• _PROVIDED INFORMATION_:
==================================================
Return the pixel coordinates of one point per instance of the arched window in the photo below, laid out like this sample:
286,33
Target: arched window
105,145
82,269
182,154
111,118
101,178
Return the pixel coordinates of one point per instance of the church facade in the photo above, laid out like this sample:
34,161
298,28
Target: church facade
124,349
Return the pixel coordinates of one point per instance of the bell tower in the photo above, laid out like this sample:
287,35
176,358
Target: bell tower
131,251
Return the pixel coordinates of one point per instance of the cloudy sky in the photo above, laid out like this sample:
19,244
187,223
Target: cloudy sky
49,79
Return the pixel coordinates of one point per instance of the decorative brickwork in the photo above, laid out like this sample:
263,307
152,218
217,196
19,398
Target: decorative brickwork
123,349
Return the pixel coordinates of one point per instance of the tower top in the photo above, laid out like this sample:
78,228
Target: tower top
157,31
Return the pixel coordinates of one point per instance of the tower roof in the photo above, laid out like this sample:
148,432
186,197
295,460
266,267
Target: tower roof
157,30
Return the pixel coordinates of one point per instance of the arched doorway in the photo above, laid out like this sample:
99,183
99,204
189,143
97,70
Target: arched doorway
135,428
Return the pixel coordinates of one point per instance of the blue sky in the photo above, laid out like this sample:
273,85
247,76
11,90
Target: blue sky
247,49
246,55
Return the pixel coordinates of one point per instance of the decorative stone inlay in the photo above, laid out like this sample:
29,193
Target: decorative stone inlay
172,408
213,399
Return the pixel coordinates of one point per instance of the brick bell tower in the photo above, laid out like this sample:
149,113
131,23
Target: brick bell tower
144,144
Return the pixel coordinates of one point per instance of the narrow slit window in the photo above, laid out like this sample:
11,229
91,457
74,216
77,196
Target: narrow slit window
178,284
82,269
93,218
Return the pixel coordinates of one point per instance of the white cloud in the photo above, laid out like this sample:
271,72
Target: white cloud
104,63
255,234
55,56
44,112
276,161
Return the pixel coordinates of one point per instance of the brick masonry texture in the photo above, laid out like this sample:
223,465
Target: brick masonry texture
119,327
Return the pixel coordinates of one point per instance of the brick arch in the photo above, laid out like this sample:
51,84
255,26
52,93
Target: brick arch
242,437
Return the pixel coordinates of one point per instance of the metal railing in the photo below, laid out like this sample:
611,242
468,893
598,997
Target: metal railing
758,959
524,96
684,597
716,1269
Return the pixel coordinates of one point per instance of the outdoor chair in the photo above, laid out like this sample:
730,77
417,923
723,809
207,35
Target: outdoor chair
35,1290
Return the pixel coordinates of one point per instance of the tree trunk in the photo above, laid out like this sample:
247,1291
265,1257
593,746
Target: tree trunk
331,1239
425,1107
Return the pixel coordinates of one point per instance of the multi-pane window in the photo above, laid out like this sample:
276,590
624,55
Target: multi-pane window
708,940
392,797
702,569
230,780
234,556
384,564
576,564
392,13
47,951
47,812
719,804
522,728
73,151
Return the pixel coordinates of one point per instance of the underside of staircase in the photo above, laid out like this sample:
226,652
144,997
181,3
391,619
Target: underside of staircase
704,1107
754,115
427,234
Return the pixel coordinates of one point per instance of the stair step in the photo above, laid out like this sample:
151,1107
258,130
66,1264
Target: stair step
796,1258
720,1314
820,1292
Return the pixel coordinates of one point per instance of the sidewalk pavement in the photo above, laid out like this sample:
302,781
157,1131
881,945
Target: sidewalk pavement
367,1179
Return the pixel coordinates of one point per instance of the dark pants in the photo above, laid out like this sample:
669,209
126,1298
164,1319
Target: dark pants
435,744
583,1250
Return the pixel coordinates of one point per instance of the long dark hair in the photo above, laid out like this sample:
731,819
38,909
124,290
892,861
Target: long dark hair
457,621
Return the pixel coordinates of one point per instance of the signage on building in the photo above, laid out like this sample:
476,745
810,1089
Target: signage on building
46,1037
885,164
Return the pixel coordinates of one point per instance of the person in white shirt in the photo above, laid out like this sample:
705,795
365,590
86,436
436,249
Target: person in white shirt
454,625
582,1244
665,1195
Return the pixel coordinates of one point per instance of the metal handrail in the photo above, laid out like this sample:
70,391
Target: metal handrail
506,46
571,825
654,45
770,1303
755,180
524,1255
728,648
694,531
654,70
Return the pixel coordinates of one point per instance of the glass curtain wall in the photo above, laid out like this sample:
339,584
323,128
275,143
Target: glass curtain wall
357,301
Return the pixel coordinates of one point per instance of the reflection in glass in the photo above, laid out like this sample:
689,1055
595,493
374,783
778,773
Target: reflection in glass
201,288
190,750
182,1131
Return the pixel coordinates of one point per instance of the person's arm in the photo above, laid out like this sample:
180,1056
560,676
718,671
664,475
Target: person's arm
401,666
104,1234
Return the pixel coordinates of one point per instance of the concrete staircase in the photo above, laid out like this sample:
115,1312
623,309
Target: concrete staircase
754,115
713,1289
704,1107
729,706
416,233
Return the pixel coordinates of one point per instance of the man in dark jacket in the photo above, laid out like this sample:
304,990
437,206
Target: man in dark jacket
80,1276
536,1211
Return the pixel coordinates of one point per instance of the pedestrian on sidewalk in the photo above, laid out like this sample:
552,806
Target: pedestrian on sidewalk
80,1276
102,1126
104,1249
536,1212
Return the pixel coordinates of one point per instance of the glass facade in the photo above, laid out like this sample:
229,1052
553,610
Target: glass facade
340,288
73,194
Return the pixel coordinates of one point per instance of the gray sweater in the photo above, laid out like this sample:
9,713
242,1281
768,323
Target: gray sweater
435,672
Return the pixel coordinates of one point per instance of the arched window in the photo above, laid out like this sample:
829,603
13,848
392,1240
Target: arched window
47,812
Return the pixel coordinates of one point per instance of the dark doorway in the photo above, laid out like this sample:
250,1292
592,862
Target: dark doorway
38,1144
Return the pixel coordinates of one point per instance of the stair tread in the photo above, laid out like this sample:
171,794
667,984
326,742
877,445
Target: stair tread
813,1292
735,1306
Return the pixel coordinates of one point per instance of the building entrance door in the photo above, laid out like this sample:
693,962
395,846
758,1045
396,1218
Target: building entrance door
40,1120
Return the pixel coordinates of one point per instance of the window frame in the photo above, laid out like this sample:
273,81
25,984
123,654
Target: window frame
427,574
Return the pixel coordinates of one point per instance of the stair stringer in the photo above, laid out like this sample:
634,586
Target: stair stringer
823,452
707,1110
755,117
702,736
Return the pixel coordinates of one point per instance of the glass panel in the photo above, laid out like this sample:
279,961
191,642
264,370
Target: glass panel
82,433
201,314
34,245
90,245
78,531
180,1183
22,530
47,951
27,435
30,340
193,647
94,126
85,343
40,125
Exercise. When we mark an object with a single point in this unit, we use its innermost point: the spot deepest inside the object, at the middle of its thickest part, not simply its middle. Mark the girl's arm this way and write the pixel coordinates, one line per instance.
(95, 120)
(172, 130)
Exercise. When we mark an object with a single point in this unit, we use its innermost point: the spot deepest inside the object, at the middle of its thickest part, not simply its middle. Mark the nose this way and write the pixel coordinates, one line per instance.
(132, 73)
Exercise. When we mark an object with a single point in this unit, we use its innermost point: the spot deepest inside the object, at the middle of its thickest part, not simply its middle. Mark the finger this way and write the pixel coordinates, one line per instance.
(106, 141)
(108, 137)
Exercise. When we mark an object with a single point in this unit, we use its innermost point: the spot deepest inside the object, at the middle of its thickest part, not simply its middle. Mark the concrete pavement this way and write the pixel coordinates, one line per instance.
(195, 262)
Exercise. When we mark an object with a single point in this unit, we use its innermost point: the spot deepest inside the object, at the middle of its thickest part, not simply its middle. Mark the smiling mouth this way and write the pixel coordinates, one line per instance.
==================================================
• _WHAT YOU SHOULD DO_:
Each record above is to be written out again exactly.

• _SOLUTION TO THIS PROBLEM_:
Return the pixel coordinates of one point per instance of the arched window in the photo below, laid out like this sample:
286,33
Target: arched window
105,145
82,269
182,154
111,118
101,178
Return the pixel coordinates of one point per instance of the church facade in the photo above, laid out like this sample:
34,161
298,28
Target: church facade
124,349
Return the pixel coordinates of one point per instance of the bell tower in the photo above, laid out like this sample:
287,35
176,358
Target: bell tower
131,251
Return the pixel coordinates of one point per instance of the cloudy sky in the photo above, laid out like this sample:
19,244
187,223
Target: cloudy sky
49,79
Return the pixel coordinates of one point per instance of the decorative brickwork in the photo above, laid out like this sample:
263,307
152,218
217,196
19,398
Target: decorative brickwork
123,349
Return the pixel coordinates of one point per instance of the tower top in the photo above, laid out like this sample:
78,228
Target: tower top
157,31
Return the pixel coordinates of one point per instance of the tower roof in the photo above, laid out like this sample:
148,432
186,197
295,460
266,267
Target: tower roof
157,30
Return the pixel coordinates of one point per instance of the arched doorway in the photo above, laid out like this sample:
99,183
99,204
189,143
97,70
Target: arched doorway
135,428
Return the pixel coordinates of one point per instance of the blue sky in the photo above, laid out like this sample:
273,85
247,76
11,90
Target: blue sky
247,49
246,55
Return the pixel coordinates of one point per instance of the decorative stone inlay in the photo above, laid out like this sample:
29,193
Target: decorative stone inlay
172,408
213,399
Return the pixel coordinates of one point per instance of the brick bell tower in the photo above, laid out like this sample:
149,113
131,23
Target: brick bell tower
144,144
Return the pixel coordinates of one point per instance of the narrow slit window in the photo above, laid out like this sample:
11,229
91,457
74,216
77,196
Target: narrow slit window
178,284
82,269
93,218
Return the pixel coordinates of one point per instance of the white cloud in the photo above, laid out like this sample:
271,72
Target: white cloud
104,63
255,234
55,56
44,112
276,161
Return the pixel coordinates of one point per instance of the brick masonry texture in the photo above, laid out like this sample:
223,465
Target: brick masonry texture
119,327
Return the pixel coordinates of one point per instance of the brick arch in the photo above, laid out like this sample:
51,84
255,26
52,93
Target: brick arch
242,437
Return the pixel coordinates of one point per instance of the metal railing in the photo below, laid out like this sample:
611,242
468,893
598,997
Target: metal railing
758,959
524,96
684,597
716,1269
Return the pixel coordinates of one point per instance of the outdoor chair in the photo above, laid out like this sample:
730,77
417,923
723,809
207,35
Target: outdoor chair
35,1290
Return the pixel coordinates of one point per instance of the tree trunk in the photo above, laid out like this sample:
247,1291
265,1257
593,746
Target: tree trunk
331,1239
425,1107
Return the pixel coordinates of one point per instance of the multi-pane window in the photo above, laid out like this sample:
276,590
624,55
Target: multi-pane window
708,940
392,797
702,569
230,780
234,556
384,564
576,564
392,13
47,951
47,812
719,804
522,728
73,151
Return the pixel coordinates of one point per instance of the underside of staircase in the photo above, laid out like this sample:
226,652
144,997
181,3
391,619
Target: underside of staircase
704,1107
754,115
427,234
Return the pixel coordinates of one point per instance of the stair step in the photo above, laid out like this sample:
151,1107
258,130
66,1264
Target: stair step
796,1258
720,1314
820,1292
Return the pixel coordinates of one point per instance of the sidewalk pavement in the photo above, laid out like this sample:
302,781
157,1131
881,945
Target: sidewalk pavement
367,1179
Return the pixel coordinates of one point per instance of the dark pants in the photo above, laid out like this sample:
669,209
126,1298
164,1319
Target: dark pants
435,744
583,1250
Return the pixel coordinates of one point per instance of the long dark hair in the photo above, laid out like this sample:
731,819
38,909
124,290
892,861
Target: long dark hair
457,621
Return the pixel coordinates of one point per instance of the signage on building in the photo above, laid out like this sample:
476,745
810,1089
Target: signage on building
46,1037
885,164
Return the pixel coordinates of one point per instance of the person in white shirt in the photo above, laid out like this sample:
705,795
365,590
86,436
436,249
Target: person in white shirt
454,625
582,1244
665,1195
Return the pixel coordinates of one point per instance of the metal handrail in the photo above, laid out like this sample:
70,391
Target: metal handrail
506,46
571,825
654,45
770,1303
755,180
524,1255
728,648
694,531
654,70
Return the pixel coordinates of one point per instance of the glass curtain wall in the photo above, laid out like this sample:
339,584
323,128
275,143
Target: glass curtain wall
357,301
Return the pixel coordinates of one point per instance of the reflection in glass in the photo above, laid out like this sample:
689,1055
595,493
374,783
778,773
Target: reflection in glass
201,288
190,750
182,1131
Return the pixel coordinates of one point per instance of the person's arm in the photo above, laid out like this sample:
180,1056
560,676
718,671
664,475
Target: person's arm
401,666
104,1234
Return the pixel coordinates of one point per instance of the concrete staircase in the photo above, laid out like this sample:
115,1312
623,309
Target: concrete staircase
754,115
713,1289
704,1107
729,706
416,233
Return the pixel coordinates of one point per instance of the man in dark jacket in the photo above, laid out like this sample:
304,990
437,206
Target: man in dark jacket
80,1276
536,1211
Return the pixel coordinates of one point per instance of the pedestrian on sidewalk in the photo above, laid out like this sample:
552,806
Target: pedestrian on sidewalk
80,1276
102,1126
104,1249
536,1212
Return the pixel coordinates of one point per instance of the glass facade in the photo above, laid out like this sample:
229,1052
553,610
Target: glass facade
340,288
73,194
Return the pixel coordinates of one point per instance of the gray sweater in the photo above, laid out like this sample:
9,713
242,1281
768,323
Target: gray sweater
435,672
Return the pixel coordinates of one point per instance of the arched window in the photo above, laid out like this sample:
829,603
13,848
392,1240
Target: arched window
47,812
Return the pixel coordinates of one point per instance of the dark doorway in the photo above, laid out like this sample:
250,1292
592,862
Target: dark doorway
38,1144
Return the pixel coordinates of one point per instance of the stair tread in the photo above, laid out like this sample:
171,794
667,984
326,742
877,445
Target: stair tread
813,1292
735,1306
Return the pixel coordinates of one point per instance of the building entrance door in the photo above, laid out like this sample:
693,962
395,846
758,1045
396,1218
Target: building entrance door
40,1120
Return the pixel coordinates of one point per instance of the window frame in the photo above, laid out like this sample:
273,81
25,984
123,654
Target: window frame
427,574
Return the pixel coordinates of one point per instance of the stair stringer in the photo above, laid out like this sample:
634,586
Target: stair stringer
823,452
707,1110
755,117
702,736
Return the pixel coordinates of one point per instance of the glass panel in the photo above, laid out like this sample:
279,961
191,642
264,370
Target: glass panel
82,433
201,314
34,245
90,245
78,531
180,1183
22,530
47,951
27,435
30,340
193,647
94,126
85,343
40,125
Exercise. When we mark an object with a single point in this unit, we use its innermost point: the spot deepest inside the object, at the middle of its thickest part, not simply its middle. Mark the girl's arm this way and write the pixel coordinates, one line per instance.
(95, 120)
(172, 130)
Exercise. When we mark an object with a single point in this unit, we use its innermost point: the spot deepest inside the object, at the middle of its thickest part, not simply its middle. Mark the nose this way and write the pixel coordinates, one line per instance.
(132, 73)
Exercise. When we mark an object with a single point in this unit, we use its innermost point: the spot deepest inside the object, at the middle of its thickest part, not simply its middle. Mark the finger this way and write the pixel coordinates, one line per instance.
(106, 141)
(108, 137)
Exercise. When we mark an object with a single point in this unit, we use its innermost point: the spot deepest inside the object, at the middle of its thickest part, not simply its middle. Mark the concrete pavement this way and write the pixel coordinates, one line per instance.
(195, 262)
Exercise. When we mark an object with a single point in this unit, we use its innermost point: the spot deepest inside the object, at the middle of its thickest part, not simply its middle. Mark the smiling mouth this way and write the pixel coordinates, one line per instance.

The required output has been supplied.